↓
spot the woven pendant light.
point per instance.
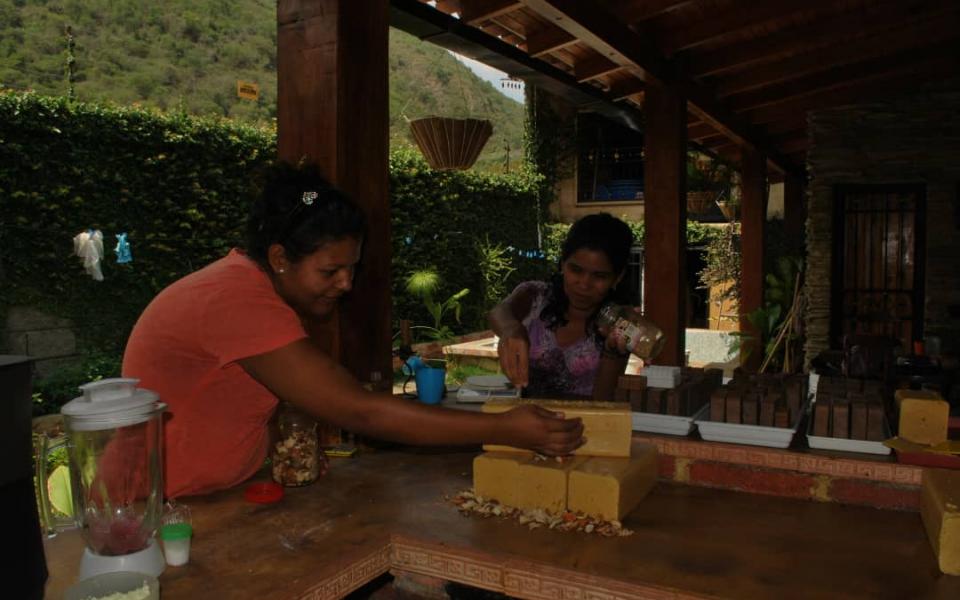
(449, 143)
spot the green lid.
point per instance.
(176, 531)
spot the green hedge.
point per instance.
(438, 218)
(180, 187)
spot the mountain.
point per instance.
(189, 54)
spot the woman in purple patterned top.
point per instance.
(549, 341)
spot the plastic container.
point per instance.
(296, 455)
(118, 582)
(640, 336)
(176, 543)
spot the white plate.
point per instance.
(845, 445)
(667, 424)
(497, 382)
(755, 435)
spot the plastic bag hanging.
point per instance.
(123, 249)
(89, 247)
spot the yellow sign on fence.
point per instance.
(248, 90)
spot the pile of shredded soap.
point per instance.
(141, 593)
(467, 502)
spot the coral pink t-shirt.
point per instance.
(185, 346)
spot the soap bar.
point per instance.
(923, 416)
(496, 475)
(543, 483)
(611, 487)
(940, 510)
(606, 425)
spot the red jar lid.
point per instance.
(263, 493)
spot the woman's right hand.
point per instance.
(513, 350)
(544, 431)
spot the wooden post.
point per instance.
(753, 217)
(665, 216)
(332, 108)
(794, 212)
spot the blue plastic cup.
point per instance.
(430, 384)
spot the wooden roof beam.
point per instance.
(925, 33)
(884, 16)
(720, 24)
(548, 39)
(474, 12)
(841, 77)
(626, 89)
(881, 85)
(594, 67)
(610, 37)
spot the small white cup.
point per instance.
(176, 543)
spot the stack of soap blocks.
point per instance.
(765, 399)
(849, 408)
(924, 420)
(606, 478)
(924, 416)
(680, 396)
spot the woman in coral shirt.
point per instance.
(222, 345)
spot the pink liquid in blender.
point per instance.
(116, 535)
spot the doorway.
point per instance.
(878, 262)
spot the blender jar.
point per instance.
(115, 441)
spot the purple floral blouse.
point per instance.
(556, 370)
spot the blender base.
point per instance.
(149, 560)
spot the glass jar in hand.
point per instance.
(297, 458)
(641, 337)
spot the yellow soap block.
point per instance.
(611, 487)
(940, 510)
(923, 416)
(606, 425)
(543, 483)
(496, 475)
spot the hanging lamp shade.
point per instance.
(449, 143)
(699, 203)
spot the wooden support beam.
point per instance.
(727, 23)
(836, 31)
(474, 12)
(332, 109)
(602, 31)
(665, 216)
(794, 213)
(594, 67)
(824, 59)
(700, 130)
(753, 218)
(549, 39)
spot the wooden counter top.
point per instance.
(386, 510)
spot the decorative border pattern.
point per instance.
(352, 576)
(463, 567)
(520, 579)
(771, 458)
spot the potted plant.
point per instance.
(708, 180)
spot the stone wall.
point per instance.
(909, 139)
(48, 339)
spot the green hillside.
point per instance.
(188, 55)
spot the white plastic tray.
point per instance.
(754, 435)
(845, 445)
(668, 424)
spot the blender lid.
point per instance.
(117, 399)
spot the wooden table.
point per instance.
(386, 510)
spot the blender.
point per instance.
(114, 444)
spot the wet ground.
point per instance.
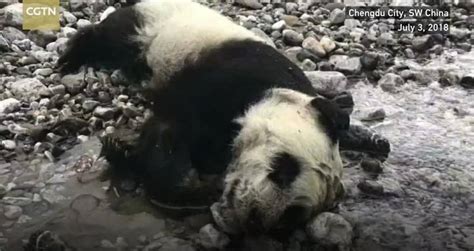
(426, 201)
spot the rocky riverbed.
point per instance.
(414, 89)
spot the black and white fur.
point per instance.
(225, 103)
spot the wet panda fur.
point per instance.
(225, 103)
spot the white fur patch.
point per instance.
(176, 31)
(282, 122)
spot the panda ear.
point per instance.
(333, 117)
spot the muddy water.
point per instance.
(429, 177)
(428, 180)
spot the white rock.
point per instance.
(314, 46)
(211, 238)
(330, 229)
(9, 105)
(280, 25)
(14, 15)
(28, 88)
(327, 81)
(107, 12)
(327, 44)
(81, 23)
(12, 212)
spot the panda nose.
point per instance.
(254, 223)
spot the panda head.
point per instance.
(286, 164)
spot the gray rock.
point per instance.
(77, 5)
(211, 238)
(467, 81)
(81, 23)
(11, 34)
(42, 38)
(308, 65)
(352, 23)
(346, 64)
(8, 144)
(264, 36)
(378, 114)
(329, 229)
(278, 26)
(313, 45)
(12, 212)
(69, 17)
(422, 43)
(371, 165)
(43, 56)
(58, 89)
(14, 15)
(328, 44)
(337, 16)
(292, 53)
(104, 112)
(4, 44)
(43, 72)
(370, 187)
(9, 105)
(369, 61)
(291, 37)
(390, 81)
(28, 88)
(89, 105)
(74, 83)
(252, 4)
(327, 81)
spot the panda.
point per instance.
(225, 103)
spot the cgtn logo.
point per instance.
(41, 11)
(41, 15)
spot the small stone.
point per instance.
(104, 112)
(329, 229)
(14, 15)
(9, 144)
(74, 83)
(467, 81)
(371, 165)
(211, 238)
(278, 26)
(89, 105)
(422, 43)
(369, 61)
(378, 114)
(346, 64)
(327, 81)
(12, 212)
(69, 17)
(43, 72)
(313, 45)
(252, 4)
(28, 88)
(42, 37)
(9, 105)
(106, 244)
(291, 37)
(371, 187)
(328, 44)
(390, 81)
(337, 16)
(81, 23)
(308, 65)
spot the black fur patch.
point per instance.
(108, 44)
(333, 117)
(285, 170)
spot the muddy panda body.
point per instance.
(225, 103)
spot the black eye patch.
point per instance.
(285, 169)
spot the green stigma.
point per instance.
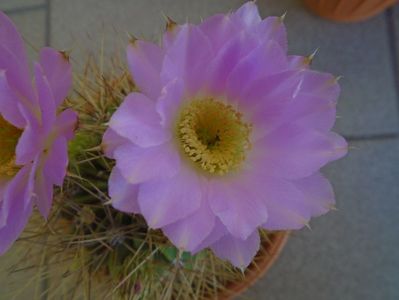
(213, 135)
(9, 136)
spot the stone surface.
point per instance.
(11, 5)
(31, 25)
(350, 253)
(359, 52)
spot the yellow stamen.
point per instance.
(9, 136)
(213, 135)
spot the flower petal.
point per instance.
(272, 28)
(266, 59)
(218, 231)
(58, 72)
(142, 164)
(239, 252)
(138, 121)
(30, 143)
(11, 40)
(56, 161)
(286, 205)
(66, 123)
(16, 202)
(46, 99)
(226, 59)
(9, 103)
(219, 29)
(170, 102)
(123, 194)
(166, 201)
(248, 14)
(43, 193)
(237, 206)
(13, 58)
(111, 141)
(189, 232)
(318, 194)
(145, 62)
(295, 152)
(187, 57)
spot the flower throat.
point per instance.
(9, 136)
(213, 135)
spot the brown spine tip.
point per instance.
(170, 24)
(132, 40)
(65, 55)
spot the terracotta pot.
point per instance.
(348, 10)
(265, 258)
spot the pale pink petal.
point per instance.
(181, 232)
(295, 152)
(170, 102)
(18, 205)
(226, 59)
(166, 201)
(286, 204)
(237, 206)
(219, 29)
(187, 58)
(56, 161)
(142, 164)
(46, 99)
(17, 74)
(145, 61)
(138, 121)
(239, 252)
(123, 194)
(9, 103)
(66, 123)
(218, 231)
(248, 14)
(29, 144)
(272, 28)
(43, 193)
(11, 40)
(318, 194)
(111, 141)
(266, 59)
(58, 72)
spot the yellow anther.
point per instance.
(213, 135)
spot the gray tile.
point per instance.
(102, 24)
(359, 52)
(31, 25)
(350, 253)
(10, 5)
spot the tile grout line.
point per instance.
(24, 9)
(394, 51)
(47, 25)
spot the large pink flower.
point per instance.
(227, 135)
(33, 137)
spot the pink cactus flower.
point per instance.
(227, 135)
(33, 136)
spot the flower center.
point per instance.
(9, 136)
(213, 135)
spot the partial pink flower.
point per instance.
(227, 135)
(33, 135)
↑
> Task item:
Repeat the listing above from its first line through the line that contains "spot the decorative border pattern.", both included, and nothing more. Drop the pictures.

> Written answer:
spot the woven pendant light.
point per instance.
(449, 143)
spot the green lid.
point per instance.
(176, 531)
spot the green hedge.
point per instance.
(438, 218)
(180, 187)
spot the mountain.
point per instance.
(189, 54)
spot the woman in purple patterned top.
point per instance.
(549, 341)
spot the plastic container.
point per instance.
(296, 455)
(118, 582)
(640, 336)
(176, 543)
spot the white plate.
point per instance.
(845, 445)
(667, 424)
(497, 382)
(755, 435)
spot the plastic bag hanging.
point per instance.
(123, 249)
(89, 247)
spot the yellow sign on fence.
point per instance.
(248, 90)
spot the pile of shredded soap.
point per instance.
(141, 593)
(467, 502)
spot the coral pink t-shirt.
point per instance.
(185, 346)
spot the soap bar.
point per instance.
(923, 416)
(496, 475)
(543, 483)
(611, 487)
(940, 510)
(606, 425)
spot the red jar lid.
point per instance.
(263, 493)
spot the woman's right hand.
point per instance.
(513, 350)
(544, 431)
spot the wooden post.
point per instance.
(753, 217)
(665, 216)
(332, 108)
(794, 212)
spot the blue plastic cup.
point per instance.
(430, 384)
spot the wooden roof beam.
point per instance.
(925, 33)
(884, 16)
(720, 24)
(548, 39)
(474, 12)
(841, 77)
(626, 89)
(881, 85)
(594, 67)
(610, 37)
spot the small white cup.
point per instance.
(176, 543)
spot the stack of soap blocks.
point per instance.
(765, 399)
(849, 408)
(924, 420)
(606, 478)
(924, 416)
(680, 396)
spot the woman in coral shirt.
point per instance.
(222, 345)
spot the pink liquid in blender.
point per instance.
(116, 535)
spot the doorway.
point per instance.
(878, 262)
spot the blender jar.
point per instance.
(115, 441)
spot the purple floral blouse.
point per instance.
(556, 370)
spot the blender base.
point per instance.
(149, 560)
spot the glass jar in hand.
point per instance.
(297, 458)
(641, 337)
spot the yellow soap block.
point per instance.
(611, 487)
(940, 510)
(923, 416)
(606, 425)
(543, 483)
(496, 475)
spot the hanging lamp shade.
point per instance.
(449, 143)
(699, 203)
spot the wooden support beam.
point per instance.
(727, 23)
(836, 31)
(474, 12)
(332, 109)
(602, 31)
(665, 216)
(794, 213)
(594, 67)
(824, 59)
(700, 130)
(753, 218)
(549, 39)
spot the wooden counter top.
point per instance.
(386, 510)
spot the decorative border pattern.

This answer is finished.